## Begin SUPPLIED DATA

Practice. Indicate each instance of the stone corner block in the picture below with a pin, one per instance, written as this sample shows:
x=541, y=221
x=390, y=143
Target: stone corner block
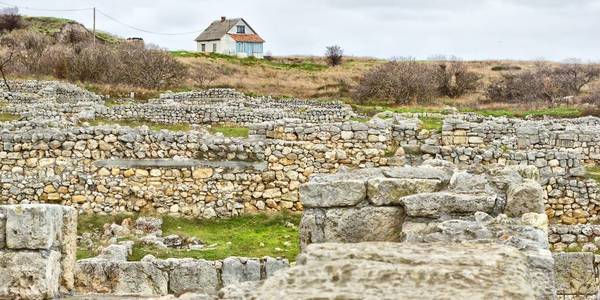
x=333, y=194
x=34, y=227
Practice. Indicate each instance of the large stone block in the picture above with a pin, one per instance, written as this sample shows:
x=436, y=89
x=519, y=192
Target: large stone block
x=190, y=275
x=436, y=205
x=120, y=278
x=239, y=269
x=33, y=226
x=389, y=191
x=378, y=270
x=351, y=225
x=524, y=197
x=2, y=228
x=575, y=273
x=29, y=274
x=273, y=265
x=347, y=192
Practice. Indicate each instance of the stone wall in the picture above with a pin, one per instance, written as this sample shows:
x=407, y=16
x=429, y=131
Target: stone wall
x=115, y=169
x=37, y=251
x=152, y=276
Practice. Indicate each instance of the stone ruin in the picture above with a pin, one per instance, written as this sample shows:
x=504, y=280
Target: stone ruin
x=297, y=158
x=368, y=233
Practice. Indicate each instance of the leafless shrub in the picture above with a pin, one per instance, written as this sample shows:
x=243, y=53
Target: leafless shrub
x=28, y=46
x=334, y=55
x=204, y=74
x=10, y=22
x=454, y=78
x=55, y=60
x=544, y=83
x=400, y=82
x=6, y=57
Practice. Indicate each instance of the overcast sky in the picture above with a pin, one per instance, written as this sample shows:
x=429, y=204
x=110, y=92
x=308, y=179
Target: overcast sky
x=471, y=29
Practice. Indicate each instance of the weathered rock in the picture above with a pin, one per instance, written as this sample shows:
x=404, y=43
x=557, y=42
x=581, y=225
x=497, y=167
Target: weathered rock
x=190, y=275
x=389, y=191
x=29, y=274
x=120, y=278
x=436, y=205
x=351, y=225
x=524, y=197
x=575, y=274
x=325, y=194
x=389, y=271
x=239, y=269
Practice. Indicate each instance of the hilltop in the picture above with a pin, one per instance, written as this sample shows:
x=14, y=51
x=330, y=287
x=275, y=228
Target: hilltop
x=55, y=27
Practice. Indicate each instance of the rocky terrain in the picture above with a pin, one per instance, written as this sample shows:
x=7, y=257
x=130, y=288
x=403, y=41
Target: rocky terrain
x=472, y=208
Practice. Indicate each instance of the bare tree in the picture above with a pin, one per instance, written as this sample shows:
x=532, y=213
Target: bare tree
x=400, y=82
x=10, y=22
x=454, y=78
x=334, y=55
x=5, y=60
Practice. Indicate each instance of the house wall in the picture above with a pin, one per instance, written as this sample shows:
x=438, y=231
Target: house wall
x=233, y=29
x=209, y=46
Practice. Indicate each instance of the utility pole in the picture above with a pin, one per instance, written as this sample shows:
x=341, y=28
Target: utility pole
x=94, y=27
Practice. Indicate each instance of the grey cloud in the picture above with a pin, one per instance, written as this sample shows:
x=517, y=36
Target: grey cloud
x=472, y=29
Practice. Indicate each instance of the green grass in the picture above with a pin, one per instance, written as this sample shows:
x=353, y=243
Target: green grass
x=360, y=120
x=252, y=61
x=594, y=173
x=248, y=235
x=557, y=112
x=230, y=131
x=8, y=117
x=433, y=124
x=46, y=25
x=138, y=123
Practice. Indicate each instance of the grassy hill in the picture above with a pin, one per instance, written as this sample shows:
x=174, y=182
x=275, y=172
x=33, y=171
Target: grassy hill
x=52, y=26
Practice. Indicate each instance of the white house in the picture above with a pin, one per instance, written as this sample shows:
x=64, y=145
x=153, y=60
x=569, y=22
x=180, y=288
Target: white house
x=231, y=37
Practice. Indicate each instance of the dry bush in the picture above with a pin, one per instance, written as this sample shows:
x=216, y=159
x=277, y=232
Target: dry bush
x=454, y=78
x=28, y=46
x=10, y=22
x=401, y=82
x=544, y=83
x=334, y=55
x=55, y=61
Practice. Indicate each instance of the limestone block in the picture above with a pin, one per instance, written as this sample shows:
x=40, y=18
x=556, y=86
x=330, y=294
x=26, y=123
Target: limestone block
x=190, y=275
x=347, y=192
x=351, y=225
x=436, y=205
x=377, y=270
x=524, y=197
x=120, y=278
x=29, y=274
x=273, y=265
x=33, y=226
x=388, y=191
x=239, y=270
x=575, y=274
x=2, y=228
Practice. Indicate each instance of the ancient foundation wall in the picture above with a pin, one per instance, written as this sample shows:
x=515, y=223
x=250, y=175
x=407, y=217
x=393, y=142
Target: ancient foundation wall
x=37, y=251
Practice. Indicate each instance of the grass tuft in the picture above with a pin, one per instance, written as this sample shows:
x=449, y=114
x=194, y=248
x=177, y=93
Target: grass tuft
x=230, y=131
x=138, y=123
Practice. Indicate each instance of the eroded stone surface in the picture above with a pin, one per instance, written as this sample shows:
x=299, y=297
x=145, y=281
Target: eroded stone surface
x=395, y=270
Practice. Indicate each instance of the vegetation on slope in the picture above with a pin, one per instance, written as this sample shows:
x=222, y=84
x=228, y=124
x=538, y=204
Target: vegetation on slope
x=248, y=235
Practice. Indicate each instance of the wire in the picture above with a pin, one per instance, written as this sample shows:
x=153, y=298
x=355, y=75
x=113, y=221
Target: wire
x=143, y=30
x=102, y=13
x=45, y=9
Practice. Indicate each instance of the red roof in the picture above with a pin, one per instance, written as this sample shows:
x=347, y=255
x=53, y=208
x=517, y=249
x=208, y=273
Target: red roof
x=250, y=38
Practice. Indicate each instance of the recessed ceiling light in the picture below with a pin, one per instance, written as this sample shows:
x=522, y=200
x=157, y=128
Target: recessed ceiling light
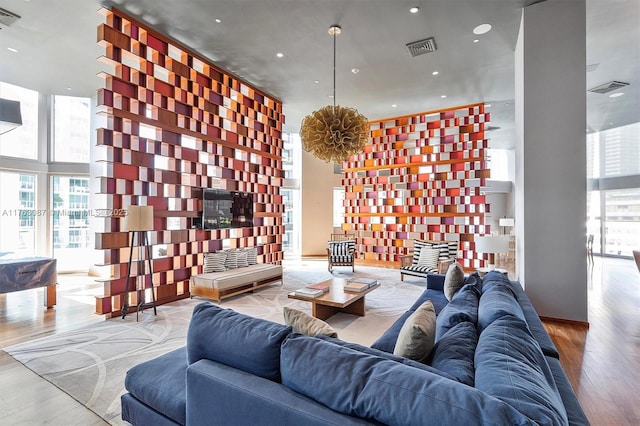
x=482, y=29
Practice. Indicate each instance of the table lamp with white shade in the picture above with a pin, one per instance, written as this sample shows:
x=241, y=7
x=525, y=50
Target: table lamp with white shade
x=492, y=244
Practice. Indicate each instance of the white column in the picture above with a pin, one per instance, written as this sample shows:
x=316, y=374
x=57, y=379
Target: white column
x=550, y=193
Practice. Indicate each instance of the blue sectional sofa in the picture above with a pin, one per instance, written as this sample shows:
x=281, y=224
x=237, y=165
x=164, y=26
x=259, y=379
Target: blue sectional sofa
x=492, y=364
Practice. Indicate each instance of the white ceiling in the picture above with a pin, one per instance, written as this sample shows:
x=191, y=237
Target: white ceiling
x=57, y=51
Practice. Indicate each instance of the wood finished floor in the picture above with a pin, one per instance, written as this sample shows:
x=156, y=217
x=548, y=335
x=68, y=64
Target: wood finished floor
x=602, y=362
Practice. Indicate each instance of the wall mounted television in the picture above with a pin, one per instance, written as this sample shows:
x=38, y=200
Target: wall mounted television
x=226, y=209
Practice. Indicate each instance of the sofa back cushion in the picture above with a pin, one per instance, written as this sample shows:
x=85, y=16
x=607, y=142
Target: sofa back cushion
x=511, y=366
x=238, y=340
x=454, y=352
x=497, y=300
x=463, y=307
x=386, y=355
x=370, y=387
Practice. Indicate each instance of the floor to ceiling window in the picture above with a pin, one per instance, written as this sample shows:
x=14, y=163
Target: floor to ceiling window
x=70, y=216
x=291, y=162
x=18, y=213
x=44, y=187
x=613, y=202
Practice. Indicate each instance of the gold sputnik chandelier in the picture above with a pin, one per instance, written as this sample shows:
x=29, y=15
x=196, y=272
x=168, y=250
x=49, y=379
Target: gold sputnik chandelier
x=334, y=133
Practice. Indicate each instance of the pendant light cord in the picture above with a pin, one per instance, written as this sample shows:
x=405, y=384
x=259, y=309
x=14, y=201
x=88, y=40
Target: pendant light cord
x=334, y=68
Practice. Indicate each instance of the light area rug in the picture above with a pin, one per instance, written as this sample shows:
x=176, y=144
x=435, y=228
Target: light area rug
x=90, y=363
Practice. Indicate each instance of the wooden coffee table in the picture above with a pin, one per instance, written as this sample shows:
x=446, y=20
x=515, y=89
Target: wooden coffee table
x=336, y=300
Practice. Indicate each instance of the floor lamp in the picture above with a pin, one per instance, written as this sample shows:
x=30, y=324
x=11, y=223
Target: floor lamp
x=138, y=221
x=492, y=245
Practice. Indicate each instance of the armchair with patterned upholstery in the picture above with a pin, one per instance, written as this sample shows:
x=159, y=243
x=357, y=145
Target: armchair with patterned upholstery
x=341, y=251
x=428, y=257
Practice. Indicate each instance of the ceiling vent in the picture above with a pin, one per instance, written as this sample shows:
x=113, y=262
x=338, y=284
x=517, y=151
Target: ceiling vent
x=608, y=87
x=421, y=47
x=7, y=18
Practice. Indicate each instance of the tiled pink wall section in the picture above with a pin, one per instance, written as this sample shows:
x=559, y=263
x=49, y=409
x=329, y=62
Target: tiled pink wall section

## End SUPPLIED DATA

## [WHAT YOU HAVE TO DO]
Change every "pin" to "dot" in the records from the line with "Practice. Indicate each instance of the red" up to and including the line with "x=613, y=202", and give those lines again with nothing else altered. Leave the pictures out of your answer.

## [THE ANSWER]
Practice. Indicate each instance of the red roof in the picture above with a dot, one per instance, written as this sample shows:
x=347, y=255
x=53, y=208
x=517, y=249
x=208, y=273
Target: red roof
x=250, y=38
Practice. Indicate each instance of the recessed ceiling light in the picture below with a dot, one per instance, written as this sample shows:
x=522, y=200
x=157, y=128
Target: recessed ceiling light
x=482, y=29
Practice. Indicate each instance of the table lamp with white shade in the picture above with a dot, one per instance, written as this sample shows:
x=241, y=7
x=525, y=50
Target: table lamp with white shade
x=492, y=244
Practice. Indicate each instance of the white column in the picture above with a dot, one per instance, written as this sample shows:
x=316, y=374
x=57, y=379
Target: white column
x=550, y=193
Practice. Indicate each instance of the blue sectional sofa in the picture above with a dot, one per instance, written as this sample shows:
x=281, y=224
x=237, y=165
x=164, y=26
x=259, y=379
Target: blue sectional sofa
x=492, y=364
Practice. Indicate each instance of the white ceiling in the picture above with a dot, one per instance, written as this sample shows:
x=191, y=237
Target: white ceiling
x=57, y=51
Practice. Indicate each instance of the wood finished floor in the picture above with a dot, one per instance, written as this sample shows:
x=156, y=217
x=548, y=335
x=68, y=64
Target: wood finished floor
x=602, y=362
Practice. Indicate each instance of the wall mounted television in the picture above with a dot, one per instance, written as this sample shows:
x=38, y=200
Target: wall mounted television
x=226, y=209
Practice. Indicate each instance of the sofa back cushion in the picture above with a dot, one per instance, written as this sample shows:
x=85, y=16
x=607, y=142
Target: sofa back cushion
x=511, y=366
x=238, y=340
x=454, y=352
x=497, y=300
x=463, y=307
x=386, y=355
x=370, y=387
Practice. Indicate each instance of the floor to ceiling window in the picture above with a dot, one per instance, written as this sample shows:
x=14, y=163
Target: floor to ceiling window
x=70, y=216
x=291, y=162
x=18, y=213
x=44, y=187
x=613, y=202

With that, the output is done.